Set out every line of the listing below as a numbered list, omitting any blank lines.

## Supplied records
(begin)

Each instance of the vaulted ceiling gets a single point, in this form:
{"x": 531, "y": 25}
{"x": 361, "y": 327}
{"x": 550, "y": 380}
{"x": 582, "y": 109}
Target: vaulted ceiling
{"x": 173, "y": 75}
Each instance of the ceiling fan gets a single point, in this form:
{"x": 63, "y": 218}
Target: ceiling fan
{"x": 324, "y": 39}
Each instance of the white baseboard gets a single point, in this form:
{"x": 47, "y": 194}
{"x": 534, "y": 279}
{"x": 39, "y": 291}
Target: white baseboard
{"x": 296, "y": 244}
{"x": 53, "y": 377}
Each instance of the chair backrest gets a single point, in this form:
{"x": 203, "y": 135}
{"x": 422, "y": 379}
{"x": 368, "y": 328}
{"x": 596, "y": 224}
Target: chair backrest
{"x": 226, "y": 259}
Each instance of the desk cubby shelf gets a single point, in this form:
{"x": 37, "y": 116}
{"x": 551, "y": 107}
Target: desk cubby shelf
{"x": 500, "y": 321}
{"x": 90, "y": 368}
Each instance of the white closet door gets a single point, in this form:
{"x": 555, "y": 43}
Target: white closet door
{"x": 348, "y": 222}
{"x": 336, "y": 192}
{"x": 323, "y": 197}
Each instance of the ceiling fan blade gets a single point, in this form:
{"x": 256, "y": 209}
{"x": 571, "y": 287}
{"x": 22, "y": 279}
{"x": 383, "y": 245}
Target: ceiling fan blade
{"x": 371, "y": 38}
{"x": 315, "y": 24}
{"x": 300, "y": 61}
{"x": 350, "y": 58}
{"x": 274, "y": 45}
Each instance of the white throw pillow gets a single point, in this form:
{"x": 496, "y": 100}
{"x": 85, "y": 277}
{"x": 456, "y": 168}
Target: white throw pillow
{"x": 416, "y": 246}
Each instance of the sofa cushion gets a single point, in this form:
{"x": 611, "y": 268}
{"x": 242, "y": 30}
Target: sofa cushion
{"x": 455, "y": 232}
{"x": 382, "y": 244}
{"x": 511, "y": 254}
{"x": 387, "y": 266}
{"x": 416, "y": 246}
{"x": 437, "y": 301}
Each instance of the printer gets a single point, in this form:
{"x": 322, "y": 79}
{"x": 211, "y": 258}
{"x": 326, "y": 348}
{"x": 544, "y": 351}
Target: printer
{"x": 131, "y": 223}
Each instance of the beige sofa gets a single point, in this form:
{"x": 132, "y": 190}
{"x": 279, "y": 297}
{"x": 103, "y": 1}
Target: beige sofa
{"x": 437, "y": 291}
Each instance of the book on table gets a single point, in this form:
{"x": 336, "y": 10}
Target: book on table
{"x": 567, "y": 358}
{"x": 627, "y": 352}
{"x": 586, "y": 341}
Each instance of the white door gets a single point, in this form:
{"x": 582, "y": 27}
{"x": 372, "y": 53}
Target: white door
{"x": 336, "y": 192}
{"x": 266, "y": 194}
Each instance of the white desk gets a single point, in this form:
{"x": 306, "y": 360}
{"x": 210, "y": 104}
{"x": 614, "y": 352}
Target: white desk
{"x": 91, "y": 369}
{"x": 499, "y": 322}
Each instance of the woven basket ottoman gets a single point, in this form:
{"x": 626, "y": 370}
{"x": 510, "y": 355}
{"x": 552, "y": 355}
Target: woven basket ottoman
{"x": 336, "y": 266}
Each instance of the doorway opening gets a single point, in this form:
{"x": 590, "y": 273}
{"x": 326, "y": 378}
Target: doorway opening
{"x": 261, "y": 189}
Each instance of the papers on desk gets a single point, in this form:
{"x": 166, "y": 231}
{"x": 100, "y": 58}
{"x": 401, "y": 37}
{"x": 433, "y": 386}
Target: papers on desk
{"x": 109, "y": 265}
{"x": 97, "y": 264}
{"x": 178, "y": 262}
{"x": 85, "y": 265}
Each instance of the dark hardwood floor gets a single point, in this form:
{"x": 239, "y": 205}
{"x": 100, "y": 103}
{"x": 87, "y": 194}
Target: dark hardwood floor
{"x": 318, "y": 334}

(end)

## Written response
1. Each instance of the vaulted ceiling gets a single point, in this form:
2. {"x": 531, "y": 25}
3. {"x": 361, "y": 327}
4. {"x": 550, "y": 380}
5. {"x": 582, "y": 109}
6. Target: vaulted ceiling
7. {"x": 173, "y": 75}
8. Each instance of the ceiling fan gets a single point, in this form:
9. {"x": 63, "y": 218}
10. Target: ceiling fan
11. {"x": 324, "y": 39}
12. Each instance of the white baseboard gets a single point, in this form:
13. {"x": 47, "y": 194}
14. {"x": 534, "y": 279}
15. {"x": 39, "y": 291}
16. Target: white baseboard
17. {"x": 296, "y": 244}
18. {"x": 53, "y": 377}
19. Each instance of the chair backrest gets a single point, in this form:
20. {"x": 203, "y": 135}
21. {"x": 422, "y": 379}
22. {"x": 368, "y": 328}
23. {"x": 596, "y": 224}
24. Target: chair backrest
25. {"x": 226, "y": 259}
26. Each instance of the desk cubby shelf gets a single point, in this form:
27. {"x": 37, "y": 116}
28. {"x": 551, "y": 107}
29. Target: desk cubby shelf
30. {"x": 500, "y": 321}
31. {"x": 90, "y": 368}
32. Each instance of the white closet door gets a single point, in this form:
33. {"x": 555, "y": 43}
34. Target: white closet door
35. {"x": 348, "y": 222}
36. {"x": 336, "y": 192}
37. {"x": 323, "y": 197}
38. Each instance of the ceiling fan blade gets a single point, in this form:
39. {"x": 256, "y": 209}
40. {"x": 571, "y": 287}
41. {"x": 22, "y": 279}
42. {"x": 383, "y": 245}
43. Target: ceiling fan blade
44. {"x": 371, "y": 38}
45. {"x": 315, "y": 24}
46. {"x": 300, "y": 61}
47. {"x": 350, "y": 58}
48. {"x": 274, "y": 45}
49. Each instance of the white throw pillow gets a single point, in this form:
50. {"x": 496, "y": 100}
51. {"x": 85, "y": 277}
52. {"x": 456, "y": 168}
53. Target: white throw pillow
54. {"x": 416, "y": 246}
55. Each instance of the sofa cushion gets a single point, in this form:
56. {"x": 611, "y": 268}
57. {"x": 242, "y": 30}
58. Target: sofa cushion
59. {"x": 455, "y": 232}
60. {"x": 382, "y": 244}
61. {"x": 511, "y": 254}
62. {"x": 387, "y": 266}
63. {"x": 416, "y": 246}
64. {"x": 437, "y": 301}
65. Each instance of the printer gets a single point, in this form:
66. {"x": 322, "y": 79}
67. {"x": 211, "y": 258}
68. {"x": 326, "y": 348}
69. {"x": 544, "y": 351}
70. Target: printer
71. {"x": 131, "y": 223}
72. Each instance of the beige sofa gets a single point, in this form:
73. {"x": 132, "y": 190}
74. {"x": 279, "y": 297}
75. {"x": 103, "y": 1}
76. Target: beige sofa
77. {"x": 437, "y": 291}
78. Each instance of the book on table gets a single point, in this form:
79. {"x": 336, "y": 10}
80. Target: book on table
81. {"x": 567, "y": 358}
82. {"x": 627, "y": 352}
83. {"x": 586, "y": 341}
84. Each instance of the white door gets a single point, in this form:
85. {"x": 582, "y": 27}
86. {"x": 372, "y": 53}
87. Target: white door
88. {"x": 336, "y": 192}
89. {"x": 266, "y": 194}
90. Each instance of the white desk gets a single point, in this form:
91. {"x": 306, "y": 360}
92. {"x": 210, "y": 104}
93. {"x": 614, "y": 352}
94. Target: white desk
95. {"x": 91, "y": 369}
96. {"x": 499, "y": 322}
97. Each instance of the woven basket ottoman gets a single point, in this form:
98. {"x": 626, "y": 370}
99. {"x": 510, "y": 355}
100. {"x": 552, "y": 355}
101. Target: woven basket ottoman
102. {"x": 336, "y": 266}
103. Each instance of the doorway opening gets a single point, in this form:
104. {"x": 590, "y": 273}
105. {"x": 326, "y": 378}
106. Target: doorway opening
107. {"x": 261, "y": 189}
108. Each instance of the papers on desk gets a single point, in this form:
109. {"x": 166, "y": 231}
110. {"x": 100, "y": 58}
111. {"x": 401, "y": 37}
112. {"x": 433, "y": 386}
113. Target: papers on desk
114. {"x": 109, "y": 265}
115. {"x": 97, "y": 264}
116. {"x": 178, "y": 262}
117. {"x": 85, "y": 265}
118. Each instance of the dark hardwood floor gets a single point, in this form:
119. {"x": 239, "y": 205}
120. {"x": 100, "y": 103}
121. {"x": 87, "y": 194}
122. Target: dark hardwood floor
123. {"x": 318, "y": 334}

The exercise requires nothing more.